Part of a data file
★ ★ ★

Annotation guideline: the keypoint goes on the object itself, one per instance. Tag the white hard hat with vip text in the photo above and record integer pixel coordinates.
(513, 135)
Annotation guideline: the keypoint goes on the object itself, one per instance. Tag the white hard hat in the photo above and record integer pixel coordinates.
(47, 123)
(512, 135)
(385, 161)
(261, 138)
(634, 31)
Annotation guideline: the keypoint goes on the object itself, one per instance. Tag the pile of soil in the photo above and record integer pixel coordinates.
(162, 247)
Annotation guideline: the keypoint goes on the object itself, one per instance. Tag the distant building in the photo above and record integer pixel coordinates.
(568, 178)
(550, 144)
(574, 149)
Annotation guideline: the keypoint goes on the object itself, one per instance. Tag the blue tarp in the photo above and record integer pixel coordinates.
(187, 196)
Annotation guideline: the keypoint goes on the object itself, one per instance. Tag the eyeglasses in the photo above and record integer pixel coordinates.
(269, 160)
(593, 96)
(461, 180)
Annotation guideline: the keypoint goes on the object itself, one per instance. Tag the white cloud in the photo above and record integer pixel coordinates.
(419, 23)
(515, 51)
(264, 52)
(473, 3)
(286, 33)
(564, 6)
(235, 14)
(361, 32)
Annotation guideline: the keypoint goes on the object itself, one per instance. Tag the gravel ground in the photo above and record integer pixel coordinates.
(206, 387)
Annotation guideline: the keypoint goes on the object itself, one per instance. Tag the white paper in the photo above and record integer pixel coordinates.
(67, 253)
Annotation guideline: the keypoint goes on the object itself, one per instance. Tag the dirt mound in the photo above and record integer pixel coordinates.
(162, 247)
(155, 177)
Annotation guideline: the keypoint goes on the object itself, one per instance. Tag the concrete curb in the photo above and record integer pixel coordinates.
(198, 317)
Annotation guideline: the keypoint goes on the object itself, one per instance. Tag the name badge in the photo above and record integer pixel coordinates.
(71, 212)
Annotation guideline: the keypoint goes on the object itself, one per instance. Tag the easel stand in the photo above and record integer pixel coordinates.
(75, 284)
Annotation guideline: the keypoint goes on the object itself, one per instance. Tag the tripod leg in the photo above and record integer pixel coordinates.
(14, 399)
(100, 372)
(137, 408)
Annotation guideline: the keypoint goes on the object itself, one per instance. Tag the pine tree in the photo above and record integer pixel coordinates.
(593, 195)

★ ★ ★

What you should do. Retype all the material above precisely, with no line left out.

Answer to the task.
Annotation guideline: the keypoint goes on the object itself, one per instance. Tag the white hard hat with vip text in the photo above and record integer pixel coordinates.
(513, 135)
Annotation guideline: the keypoint goes on the object itself, one per instance. Tag the white hard hat in the photo above and record integer pixel coordinates.
(47, 123)
(512, 135)
(385, 161)
(261, 138)
(634, 31)
Annotation guideline: the keypoint goes on the object itself, one per instance. Tag the pile of soil in the photo above and record integer pixel coordinates.
(162, 247)
Annotation guideline: the keypoint goes on the object itself, one per instance. Tag the distant building in the photo above and record integer pixel coordinates.
(568, 178)
(550, 144)
(574, 149)
Annotation guideline: the keypoint goes on the object itself, one per instance. Tag the blue tarp in the photo above and record integer pixel coordinates.
(187, 196)
Annotation guideline: the keypoint goes on the object itself, one per instance. Tag the eyeglasses in the photo above and record integer pixel coordinates.
(269, 160)
(593, 96)
(461, 180)
Annotation guideline: the keypoint goes on the object itself, one per instance. Tag the white cloud in the photo above and record integer pixel coordinates.
(419, 23)
(515, 51)
(264, 52)
(473, 3)
(286, 33)
(564, 6)
(235, 14)
(361, 32)
Annotation guideline: the keypoint goes on the object itself, one per instance. Tag the gravel ground in the photo above and record integer pixel coordinates.
(206, 387)
Annotation guideline: the keypoint goes on the object itself, one per instance. Tag the white paper in the photo above and record integer pixel coordinates.
(67, 253)
Annotation guideline: the keypoint goes on the object itself, one per instance. Tag the dirt mound in the photo above and record integer pixel coordinates.
(162, 247)
(155, 177)
Annotation guideline: the keypoint goes on the object itself, one per instance. Tag the concrete curb in the photo above and record integer pixel coordinates.
(198, 317)
Annotation guideline: the keypoint goes on the object itself, one per instance. Tag the name badge in the photo above and record integer pixel coordinates.
(71, 212)
Annotation guideline: the keypoint goes on the object itself, one per instance. Tag the easel stand in the photo above and record integer pixel coordinates.
(75, 284)
Annotation guideline: the keypoint goes on the object itself, one per instance. Tag the tripod leg in the photo above and record integer pixel coordinates.
(14, 399)
(100, 372)
(137, 408)
Annotation guideline: the keypoint goes on the object itself, one per instance. Tag the pine tree in the photo above and record integer pixel coordinates.
(593, 195)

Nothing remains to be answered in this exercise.